> _TEXT PASSAGE_:
Over the last four to five years, Douglas firs on rocky knolls and shallow soils have been dying.
“We have to save what we have now,” Hebda said. “This whole business of old-growth logging is just totally inappropriate in terms of climate change because it’ll never be replaced. There’ll never be old-growth of the kind we have now.”
Hebda says on top of the more obvious die-off of salmon and trees, there’s the underlying biodiversity crisis that many people don’t see — the bears and the birds that rely on western red cedars, for instance.
“Everything is connected. If you take away one of the major elements of that connection system, you utterly alter it,” he said.
Hebda predicts red cedars will essentially disappear from eastern Vancouver Island by 2050.
“Our demands on nature all over the globe are way beyond what nature can handle in terms of biological diversity, which is the basis for the diversity of life,” the 72-year-old Hebda says, trailing off as he watches a hummingbird pollinate his fuchsia.
“It’ll be a very, very different place by 2050.”
While Hebda describes humans as “beyond greedy,” he emphasizes that there’s hope in that we know how to live in different climates and we now know more than ever about how to live sustainably.
“We just have to change,” he says.
It turns out that salmon may be better at changing than humans.

> _DATASET ENTRIES_:

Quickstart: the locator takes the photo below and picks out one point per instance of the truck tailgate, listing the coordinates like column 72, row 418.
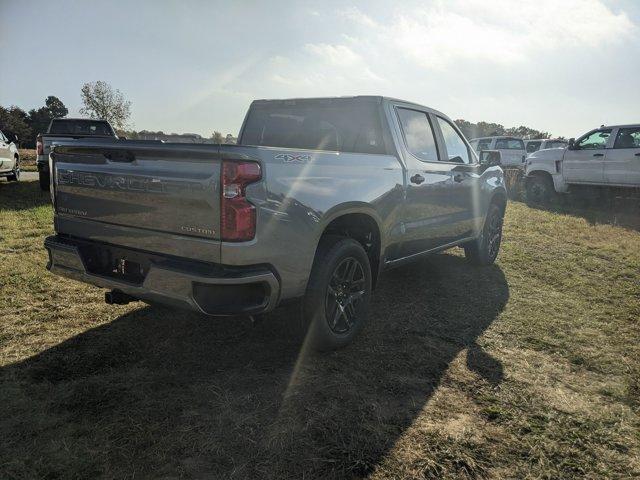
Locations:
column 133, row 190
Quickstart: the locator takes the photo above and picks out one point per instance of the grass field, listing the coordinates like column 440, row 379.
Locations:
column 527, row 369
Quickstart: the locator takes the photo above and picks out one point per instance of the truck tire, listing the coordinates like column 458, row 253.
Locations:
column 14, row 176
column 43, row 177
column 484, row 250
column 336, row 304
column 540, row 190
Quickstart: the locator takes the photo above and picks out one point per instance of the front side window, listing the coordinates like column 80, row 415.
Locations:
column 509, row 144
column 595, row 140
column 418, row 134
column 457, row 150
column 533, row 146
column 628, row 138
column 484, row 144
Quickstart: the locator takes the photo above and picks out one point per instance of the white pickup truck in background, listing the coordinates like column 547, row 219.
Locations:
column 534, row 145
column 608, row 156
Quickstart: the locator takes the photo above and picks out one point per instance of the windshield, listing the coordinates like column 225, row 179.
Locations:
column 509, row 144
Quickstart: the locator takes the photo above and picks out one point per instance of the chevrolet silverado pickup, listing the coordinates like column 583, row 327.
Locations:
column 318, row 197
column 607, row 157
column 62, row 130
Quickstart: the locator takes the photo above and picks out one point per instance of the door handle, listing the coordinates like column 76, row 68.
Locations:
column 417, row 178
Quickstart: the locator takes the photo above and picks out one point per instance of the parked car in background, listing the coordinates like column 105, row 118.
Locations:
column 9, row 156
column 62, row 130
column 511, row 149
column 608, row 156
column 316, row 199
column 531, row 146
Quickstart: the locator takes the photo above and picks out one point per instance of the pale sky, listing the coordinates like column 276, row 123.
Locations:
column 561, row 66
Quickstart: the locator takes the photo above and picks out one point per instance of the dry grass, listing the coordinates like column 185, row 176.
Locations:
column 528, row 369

--

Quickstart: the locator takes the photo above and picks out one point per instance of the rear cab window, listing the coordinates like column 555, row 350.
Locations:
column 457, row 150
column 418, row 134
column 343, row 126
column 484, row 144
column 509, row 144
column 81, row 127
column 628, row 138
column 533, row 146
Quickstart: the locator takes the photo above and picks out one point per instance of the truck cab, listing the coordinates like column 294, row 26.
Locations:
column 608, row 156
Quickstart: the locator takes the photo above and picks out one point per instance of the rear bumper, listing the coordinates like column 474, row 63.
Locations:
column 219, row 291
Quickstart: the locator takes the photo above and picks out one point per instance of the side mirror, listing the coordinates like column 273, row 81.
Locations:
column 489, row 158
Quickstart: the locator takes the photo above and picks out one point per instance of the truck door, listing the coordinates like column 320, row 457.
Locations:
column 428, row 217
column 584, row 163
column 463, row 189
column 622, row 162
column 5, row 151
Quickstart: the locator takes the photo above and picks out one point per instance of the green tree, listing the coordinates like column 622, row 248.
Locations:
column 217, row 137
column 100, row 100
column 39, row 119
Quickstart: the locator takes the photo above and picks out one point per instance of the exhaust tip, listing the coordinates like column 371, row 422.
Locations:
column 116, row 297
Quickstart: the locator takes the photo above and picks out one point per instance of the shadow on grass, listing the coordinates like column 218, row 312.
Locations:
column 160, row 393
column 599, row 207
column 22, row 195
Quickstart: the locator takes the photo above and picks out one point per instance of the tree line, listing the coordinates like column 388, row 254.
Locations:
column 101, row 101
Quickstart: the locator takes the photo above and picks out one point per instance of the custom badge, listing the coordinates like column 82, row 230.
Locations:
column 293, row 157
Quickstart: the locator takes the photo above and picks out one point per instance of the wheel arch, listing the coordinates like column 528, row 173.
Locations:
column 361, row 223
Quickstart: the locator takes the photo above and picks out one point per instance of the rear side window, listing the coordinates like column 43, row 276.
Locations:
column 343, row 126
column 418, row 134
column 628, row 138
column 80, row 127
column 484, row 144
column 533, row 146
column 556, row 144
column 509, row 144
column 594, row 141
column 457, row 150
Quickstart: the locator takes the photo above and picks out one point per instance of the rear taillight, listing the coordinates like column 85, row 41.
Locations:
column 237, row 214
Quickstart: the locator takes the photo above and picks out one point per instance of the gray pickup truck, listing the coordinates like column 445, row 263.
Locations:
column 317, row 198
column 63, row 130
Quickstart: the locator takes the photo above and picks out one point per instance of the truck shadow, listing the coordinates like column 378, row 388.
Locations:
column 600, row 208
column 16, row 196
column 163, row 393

> _EXERCISE DESCRIPTION_: In the text passage on climate change and forests, by what year does Hebda predict that red cedars will essentially disappear from eastern Vancouver Island?

> _ANSWER TO THE EXERCISE_: 2050